** Opening Supplied text block **
Tuning the electronic, magnetic, and sensing properties of a single atom embedded microporous C3N6 monolayer towards XO2 (X = C, N, S) gases†
Abstract
Two-dimensional frameworks have attracted significant attention due to their great potential in many applications. Among the g-CxNy family, C3N6 is one of the recently synthesized promising candidates, which exhibits semiconducting behavior. Motivated by its potential, we performed first-principles density functional theory (DFT) calculations to explore the structural, electronic, magnetic, and gas sensing properties of the C3N6 ML towards common pollutants, such as XO2 (X = C, N, and S). We found weak binding between the pristine C3N6 ML and XO2, which was not suitable for efficient gas capture. However, functionalization with a selected transition metal not only altered the electronic and magnetic properties but also improved the sensing behavior of TM–C3N6 (TM = Sc, Ti, V, Cr, Mn, Fe, Co, Ni, Cu, and Zn). We have analyzed the adsorption behavior, desorption time, and correlation matrix of TM embedded C3N6 towards XO2 (X = C, N, and S) gases. Electronic structures and magnetic moments of XO2 adsorbed TM–C3N6 depend on the atomic number of the embedded TM atom and the adsorbed gas molecules. We found that the adsorption energies of TM–C3N6 systems towards NO2 gas molecules are stronger in comparison to CO2 and SO2 gas molecules, which suggested a selective capture mechanism. Based on our findings, TM–C3N6 systems turned out to be promising adsorbent materials for environmentally toxic pollutants.
** Closing Supplied text block **
** Opening Data section block **
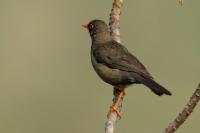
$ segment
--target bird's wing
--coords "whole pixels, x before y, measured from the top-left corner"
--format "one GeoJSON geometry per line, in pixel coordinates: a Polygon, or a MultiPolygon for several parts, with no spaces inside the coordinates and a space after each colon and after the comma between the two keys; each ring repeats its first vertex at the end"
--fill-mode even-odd
{"type": "Polygon", "coordinates": [[[113,69],[135,72],[152,78],[144,65],[128,50],[116,41],[98,45],[93,49],[93,56],[98,63],[113,69]]]}

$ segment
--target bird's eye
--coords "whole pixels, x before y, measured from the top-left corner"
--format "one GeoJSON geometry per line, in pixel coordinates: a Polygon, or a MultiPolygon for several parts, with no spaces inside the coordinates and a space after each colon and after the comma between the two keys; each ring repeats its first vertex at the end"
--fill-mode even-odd
{"type": "Polygon", "coordinates": [[[90,25],[89,25],[89,28],[90,28],[90,29],[93,29],[93,28],[94,28],[93,24],[90,24],[90,25]]]}

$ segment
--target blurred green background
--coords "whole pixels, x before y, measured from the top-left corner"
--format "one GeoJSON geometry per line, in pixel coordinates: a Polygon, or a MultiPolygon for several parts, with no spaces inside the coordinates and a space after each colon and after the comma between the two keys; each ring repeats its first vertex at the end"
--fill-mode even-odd
{"type": "MultiPolygon", "coordinates": [[[[90,63],[81,27],[112,0],[0,0],[0,132],[102,133],[112,87],[90,63]]],[[[200,1],[125,0],[122,43],[173,96],[127,89],[115,133],[158,133],[200,82],[200,1]]],[[[177,133],[199,133],[200,105],[177,133]]]]}

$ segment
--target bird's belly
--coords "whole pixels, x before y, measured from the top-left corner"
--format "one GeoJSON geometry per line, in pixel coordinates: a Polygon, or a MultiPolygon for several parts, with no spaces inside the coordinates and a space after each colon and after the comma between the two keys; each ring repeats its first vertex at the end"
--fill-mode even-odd
{"type": "Polygon", "coordinates": [[[109,67],[102,64],[98,64],[94,67],[94,69],[102,80],[111,85],[120,84],[122,81],[123,77],[120,71],[117,69],[110,69],[109,67]]]}
{"type": "Polygon", "coordinates": [[[128,79],[128,73],[122,72],[118,69],[112,69],[108,66],[97,63],[96,60],[92,57],[92,65],[96,73],[101,77],[103,81],[111,85],[128,85],[131,84],[128,79]]]}

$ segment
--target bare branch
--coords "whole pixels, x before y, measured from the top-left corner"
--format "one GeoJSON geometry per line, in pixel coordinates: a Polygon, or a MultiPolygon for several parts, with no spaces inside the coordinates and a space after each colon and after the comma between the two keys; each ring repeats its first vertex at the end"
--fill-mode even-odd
** Closing Data section block **
__Problem__. In the C3N6 abstract, toward which gas molecules do TM–C3N6 systems show stronger adsorption energies than toward CO2 and SO2? The listing is separate material with no connection to the C3N6 abstract.

__Exercise result__. NO2 gas molecules.